▶ _Task item_
Nothing but the pictures may be left out. Restate the rest of the entries word for word.

▶ _Information provided_
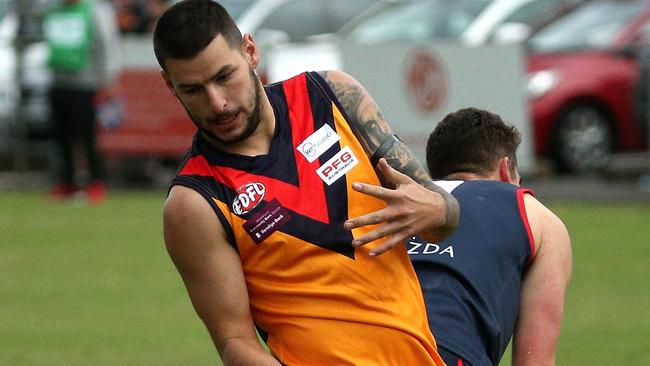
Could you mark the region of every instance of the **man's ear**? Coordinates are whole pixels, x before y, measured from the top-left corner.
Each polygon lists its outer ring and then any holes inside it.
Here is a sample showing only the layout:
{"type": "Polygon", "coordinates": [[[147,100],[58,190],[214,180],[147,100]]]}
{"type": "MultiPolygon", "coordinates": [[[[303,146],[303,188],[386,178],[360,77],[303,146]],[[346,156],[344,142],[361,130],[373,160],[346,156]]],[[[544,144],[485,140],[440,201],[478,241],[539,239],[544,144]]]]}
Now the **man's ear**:
{"type": "Polygon", "coordinates": [[[176,97],[178,98],[178,95],[176,95],[176,89],[174,89],[174,84],[172,84],[172,81],[169,80],[169,77],[167,76],[167,73],[165,70],[160,70],[160,75],[163,77],[165,80],[165,85],[167,85],[167,89],[176,97]]]}
{"type": "Polygon", "coordinates": [[[499,180],[505,183],[512,183],[512,177],[510,174],[510,158],[507,156],[499,159],[499,180]]]}
{"type": "Polygon", "coordinates": [[[244,34],[242,52],[244,52],[244,56],[246,57],[250,67],[255,69],[260,63],[260,53],[257,44],[255,44],[255,40],[250,33],[244,34]]]}

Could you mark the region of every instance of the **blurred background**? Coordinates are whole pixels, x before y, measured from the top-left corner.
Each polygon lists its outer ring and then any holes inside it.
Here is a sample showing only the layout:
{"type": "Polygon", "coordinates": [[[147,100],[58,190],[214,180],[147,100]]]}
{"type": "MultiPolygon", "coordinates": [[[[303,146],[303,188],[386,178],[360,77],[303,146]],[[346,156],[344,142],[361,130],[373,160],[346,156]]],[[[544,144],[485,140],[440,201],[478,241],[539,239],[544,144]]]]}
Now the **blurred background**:
{"type": "MultiPolygon", "coordinates": [[[[0,0],[0,169],[47,173],[52,136],[43,11],[0,0]]],[[[111,177],[166,184],[194,128],[166,91],[151,47],[172,2],[112,0],[123,113],[103,121],[111,177]],[[172,169],[173,170],[173,169],[172,169]],[[161,176],[162,175],[162,176],[161,176]]],[[[375,96],[422,159],[446,113],[477,106],[524,135],[524,175],[619,177],[647,189],[650,109],[643,0],[227,0],[262,50],[266,83],[342,69],[375,96]]]]}
{"type": "MultiPolygon", "coordinates": [[[[109,193],[91,208],[43,199],[59,163],[42,35],[56,0],[0,0],[1,364],[214,364],[160,232],[194,134],[152,50],[173,1],[110,2],[121,104],[100,121],[109,193]]],[[[650,1],[221,3],[254,35],[265,83],[350,73],[422,162],[435,123],[459,108],[515,125],[524,185],[573,239],[558,364],[650,363],[650,1]]]]}

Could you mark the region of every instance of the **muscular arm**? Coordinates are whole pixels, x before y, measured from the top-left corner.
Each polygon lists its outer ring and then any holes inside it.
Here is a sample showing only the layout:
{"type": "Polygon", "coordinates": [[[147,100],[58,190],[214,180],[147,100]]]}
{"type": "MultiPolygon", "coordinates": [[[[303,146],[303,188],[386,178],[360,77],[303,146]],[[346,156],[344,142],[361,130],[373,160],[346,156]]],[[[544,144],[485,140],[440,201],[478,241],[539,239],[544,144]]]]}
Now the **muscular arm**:
{"type": "MultiPolygon", "coordinates": [[[[399,188],[402,188],[401,192],[406,194],[406,198],[412,202],[424,203],[426,201],[429,205],[426,207],[428,209],[426,215],[428,215],[430,221],[426,224],[414,223],[413,225],[403,226],[399,229],[399,235],[395,235],[395,232],[391,231],[394,228],[389,227],[387,229],[391,232],[387,232],[386,230],[375,232],[369,237],[359,238],[360,242],[357,244],[363,245],[379,237],[386,236],[382,234],[393,234],[389,246],[397,245],[400,240],[416,234],[422,235],[431,241],[439,241],[450,235],[458,225],[459,208],[456,199],[433,183],[411,150],[399,139],[393,137],[394,133],[382,117],[377,104],[359,82],[340,71],[322,72],[321,75],[327,80],[345,109],[345,112],[350,118],[350,121],[348,121],[350,127],[363,145],[366,154],[369,157],[374,156],[379,147],[386,142],[382,146],[381,156],[377,156],[377,158],[385,159],[388,166],[409,177],[412,181],[418,183],[419,186],[426,188],[428,191],[424,193],[419,191],[417,187],[409,186],[407,180],[400,180],[399,186],[396,187],[395,180],[390,180],[387,177],[387,175],[391,175],[388,172],[389,169],[382,167],[380,163],[377,166],[377,170],[382,178],[383,184],[388,188],[395,188],[396,190],[394,192],[399,192],[399,188]],[[401,239],[398,240],[398,237],[401,239]]],[[[377,193],[379,198],[382,199],[385,199],[385,194],[387,193],[364,184],[359,185],[359,188],[358,190],[363,193],[371,195],[376,195],[375,193],[377,193]]],[[[424,206],[422,205],[422,208],[424,206]]],[[[413,210],[411,208],[407,207],[402,214],[412,215],[413,210]]],[[[424,213],[425,211],[422,212],[424,213]]],[[[386,221],[386,216],[383,214],[380,214],[379,217],[373,214],[370,215],[351,220],[349,227],[358,227],[386,221]]]]}
{"type": "MultiPolygon", "coordinates": [[[[370,94],[352,77],[338,71],[323,71],[321,75],[343,105],[350,117],[350,128],[359,139],[368,156],[373,156],[379,146],[394,135],[388,122],[370,94]]],[[[381,156],[394,169],[408,175],[417,183],[440,194],[444,190],[436,186],[411,150],[401,141],[395,143],[381,156]]]]}
{"type": "Polygon", "coordinates": [[[224,365],[280,365],[257,339],[239,256],[208,202],[175,186],[163,221],[169,256],[224,365]]]}
{"type": "Polygon", "coordinates": [[[513,366],[555,365],[572,270],[571,242],[562,221],[530,195],[524,198],[537,254],[521,289],[513,337],[513,366]]]}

▶ _Result_
Could you mark the region of every instance of the **man's ear**? Coordinates are whole pixels, x before y, measured from the top-left corner.
Each polygon lists its outer ring and then any holes inside it.
Here is a sample showing only the layout:
{"type": "Polygon", "coordinates": [[[147,100],[58,190],[214,180],[147,100]]]}
{"type": "MultiPolygon", "coordinates": [[[[303,146],[303,188],[386,178],[360,77],[303,146]],[[346,156],[344,142],[361,130],[373,160],[346,156]]],[[[544,144],[485,140],[440,201],[478,241],[539,239],[544,144]]]]}
Now the **man's ear**:
{"type": "Polygon", "coordinates": [[[176,97],[178,98],[178,95],[176,95],[176,89],[174,89],[174,84],[172,84],[172,81],[169,80],[169,77],[167,76],[167,73],[165,70],[160,70],[160,75],[163,77],[165,80],[165,85],[167,85],[167,89],[176,97]]]}
{"type": "Polygon", "coordinates": [[[499,180],[505,183],[512,183],[512,177],[510,174],[510,158],[507,156],[499,159],[499,180]]]}
{"type": "Polygon", "coordinates": [[[244,34],[242,52],[244,52],[244,56],[246,57],[250,67],[255,69],[260,63],[260,53],[257,44],[255,44],[255,40],[250,33],[244,34]]]}

Could you mark the region of every instance of the **blurred background**? Coordinates are whole pixels, x before y, measured from the top-left corner.
Each polygon lists its outer ring and then any holes inside it.
Here is a sample showing only the layout:
{"type": "Polygon", "coordinates": [[[147,100],[58,190],[214,180],[147,100]]]}
{"type": "MultiPolygon", "coordinates": [[[[303,146],[303,188],[386,178],[360,77],[303,146]],[[346,156],[344,142],[361,130],[373,160],[346,156]]],[[[544,144],[485,140],[440,201],[478,241],[539,239],[544,144]]]]}
Now the **blurred background**:
{"type": "MultiPolygon", "coordinates": [[[[0,0],[0,169],[47,173],[52,136],[43,11],[0,0]]],[[[111,177],[166,184],[194,128],[166,91],[151,47],[172,2],[112,0],[123,113],[103,121],[111,177]],[[172,169],[173,170],[173,169],[172,169]],[[161,176],[162,175],[162,176],[161,176]]],[[[375,96],[422,159],[446,113],[477,106],[524,135],[524,175],[619,177],[647,189],[650,109],[643,0],[227,0],[262,50],[266,83],[342,69],[375,96]]]]}
{"type": "MultiPolygon", "coordinates": [[[[109,193],[91,208],[43,199],[59,163],[42,35],[56,0],[0,0],[1,364],[214,364],[160,232],[194,134],[152,50],[173,1],[110,2],[121,104],[100,121],[109,193]]],[[[650,1],[221,3],[254,35],[265,83],[350,73],[422,162],[435,123],[459,108],[515,125],[524,185],[573,239],[558,364],[650,363],[650,1]]]]}

Could you mark the region of every instance of the **muscular arm**? Coordinates are whole pixels, x before y, measured from the top-left corner.
Each polygon lists its outer ring and then any holes inside it.
Here is a sample showing only the layout:
{"type": "Polygon", "coordinates": [[[147,100],[58,190],[214,180],[147,100]]]}
{"type": "MultiPolygon", "coordinates": [[[[303,146],[303,188],[386,178],[360,77],[303,146]],[[346,156],[344,142],[361,130],[373,160],[346,156]]],[[[544,144],[485,140],[440,201],[478,241],[539,239],[544,144]]]]}
Now the **muscular arm**:
{"type": "MultiPolygon", "coordinates": [[[[399,188],[402,188],[401,192],[406,194],[406,198],[412,202],[424,203],[426,201],[429,205],[426,207],[428,209],[426,215],[428,215],[430,221],[426,224],[414,223],[413,225],[403,226],[399,229],[399,235],[395,235],[395,232],[391,231],[394,228],[389,227],[387,229],[391,232],[387,232],[386,230],[375,232],[369,237],[359,238],[360,242],[357,244],[363,245],[379,237],[386,236],[382,234],[393,234],[389,246],[397,245],[400,240],[416,234],[422,235],[431,241],[439,241],[450,235],[458,225],[459,208],[456,199],[433,183],[411,150],[399,139],[393,137],[394,133],[382,117],[377,104],[359,82],[340,71],[322,72],[321,75],[327,80],[345,109],[345,112],[350,118],[350,121],[348,121],[350,127],[363,145],[366,154],[369,157],[374,156],[379,147],[386,142],[382,146],[381,156],[377,156],[377,158],[385,159],[388,166],[409,177],[412,181],[418,183],[419,186],[426,188],[428,191],[424,193],[419,191],[417,187],[409,186],[407,180],[400,180],[399,186],[396,187],[395,180],[390,180],[387,177],[387,175],[391,175],[388,172],[389,169],[382,167],[380,163],[377,166],[377,170],[382,178],[383,184],[388,188],[395,188],[396,190],[394,192],[399,192],[399,188]],[[401,239],[398,240],[398,237],[401,239]]],[[[377,193],[379,198],[382,199],[385,199],[385,194],[387,193],[364,184],[359,185],[359,188],[358,190],[363,193],[371,195],[376,195],[375,193],[377,193]]],[[[424,206],[422,205],[422,208],[424,206]]],[[[413,210],[411,208],[407,207],[402,214],[412,215],[413,210]]],[[[424,213],[425,211],[422,212],[424,213]]],[[[386,221],[386,216],[383,214],[380,214],[379,217],[373,214],[370,215],[351,220],[349,227],[358,227],[386,221]]]]}
{"type": "MultiPolygon", "coordinates": [[[[370,94],[352,77],[338,71],[323,71],[321,75],[343,105],[350,117],[350,128],[359,139],[368,156],[373,156],[379,146],[394,135],[388,122],[370,94]]],[[[381,156],[394,169],[408,175],[417,183],[440,194],[444,190],[436,186],[411,150],[401,141],[395,143],[381,156]]]]}
{"type": "Polygon", "coordinates": [[[224,365],[280,365],[257,339],[239,256],[208,202],[175,186],[163,221],[169,256],[224,365]]]}
{"type": "Polygon", "coordinates": [[[513,366],[555,365],[572,270],[571,242],[562,221],[530,195],[524,198],[537,254],[521,289],[513,337],[513,366]]]}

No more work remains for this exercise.